Görev gereksinimleri
Arkadan iş çeviren insanları anlatan yazıyı kaldığı yerden devam ettirin.

**** Metin bölümü

Hepimizin hayatında arkamızdan iş çevirenlerimiz olmuştur, kötü niyetli, kıskanç, kompleksli, başkalarının hayatlarına imrenerek kendi hayatlarında tatminsizlik yaşayan insanların gösterdikleri davranış biçimi. Yani kısaca narsist kişilerdir... Yüzünüze dost görünmek için sahte gülüşler takınırlar, ama siz asla farkına varmamışsınızdır. Yokluğunuzu fırsat bildikleri an hemen aranızın iyi olduğu kişilerle aranızı açmaya çalışırlar yetmez, iş yerinizde işinizi baltalarlar. Zor duruma düşmeniz için ellerinden geleni yapıp kazara olmuş gibi yüzünüze de "hay aksi bilerek yapmadım" derler. Yakınınızda değil uzağınızdayken daha tehlikeli olan kişilerdir, işte biz bu kişilere "saman altından su yürüten" deriz. Açıkçası ben arkadan iş çevirmenin karşılıksız kalmadığını ve arkadan iş çevirenin eninde sonunda kendisine zarar verdiğini düşünüyorum. Çünkü ortaya çıkınca olaylar, nasıl bir ruh haline sahip olduğunu öğrenmiş olunuyor ve kişinin içinin kötülüğü, kendi işine bakmak yerine başkalarını takip etmesi, onu ilerletmek yerine geri çekiyor, kendi kendini doldurduğuyla kalıyor nihayet...

********
**** Veri bölümü

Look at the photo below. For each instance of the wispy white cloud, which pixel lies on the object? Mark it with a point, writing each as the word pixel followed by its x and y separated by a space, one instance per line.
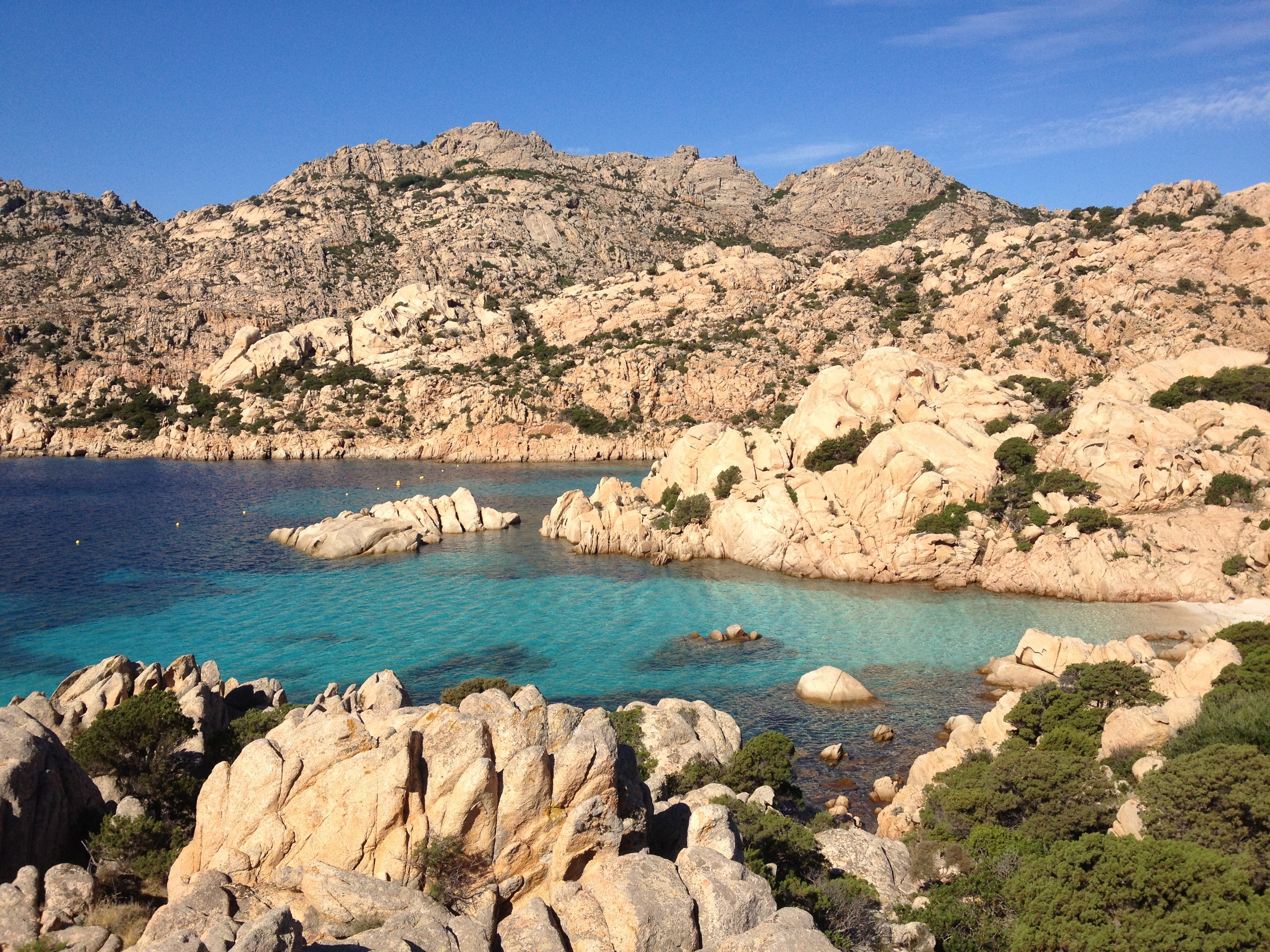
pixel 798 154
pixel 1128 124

********

Beklenen yanıt
E, o zaman bizler saman altından su yürüten insanlara dikkat ederken, gelin o zaman bu deyimin eğlenceli hikayesini sizlere anlatayım... Hikayemiz yine çok eski zamanlara dayanıyor, bu sefer zaman makinemizle sizi bir köye götüreceğim...
Uçsuz bucaksız ovanın birinde bir köy kuruluymuş, hani öyle şimdiki gibi tarlaları sulayan bir sistem falan yok, koca köyü sulayan sadece bir ırmak varmış, bu ırmağın suları aynı anda köyün bütün tarlalarına yetecek kadar gür olmadığından köylüler de tarlalarını sulamak için ırmağın suyunu nöbetleşe kullanmak üzere anlaşmışlar. Irmak boyunda bulunan tarlalar açılan kanallar vasıtasıyla sıra ile sulanıyor, herkes kendi ektiği ziraatı ile meşgul oluyormuş.
Hani hepimizin bildiği bir aç gözlü vardır ya, bu köyde de aç gözlü biri varmış... Bu aç gözlü, sinsi köylü daha fazla su alabilmek için kendi tarlasında kimsenin anlamayacak şekilde derin ama ince bir kanal kazıp ırmaktan su çalmaya aklına koymuş, planlar yapmış "nasıl yapsam nasıl etsem de kimse anlamadan daha fazla tarlama sulama yapsam" diye, başlamış planını hayata koymaya.... Kanalı gizleme maksadıyla da üzerini çalı çırpı ve taşlarla örtüp araziye uydurmuş. en üste de saman yığınları koymuş ki kimse kanaldan şüphe etmesin.
Ama bu kurnaz ve aç gözlü köylünün hesaba katmadığı bir şey varmış... Zaman geçmiş ama bir müddet sonra ırmağın daha aşağılarındaki diğer köylülerin tarlalarına giden suyun azalması üzerine köylüler durumu araştırmaya kara vermişler, şaşırmışlar "bu nasıl böyle olur" diye, araştırmışlar da ne çare ki araştırmaları sonuçsuz kalmış... Köyün daha yukarılarda daha gür akan ırmak suyunun belirli bir noktadan sonra birden bire azalmasına bir türlü anlam verememişler.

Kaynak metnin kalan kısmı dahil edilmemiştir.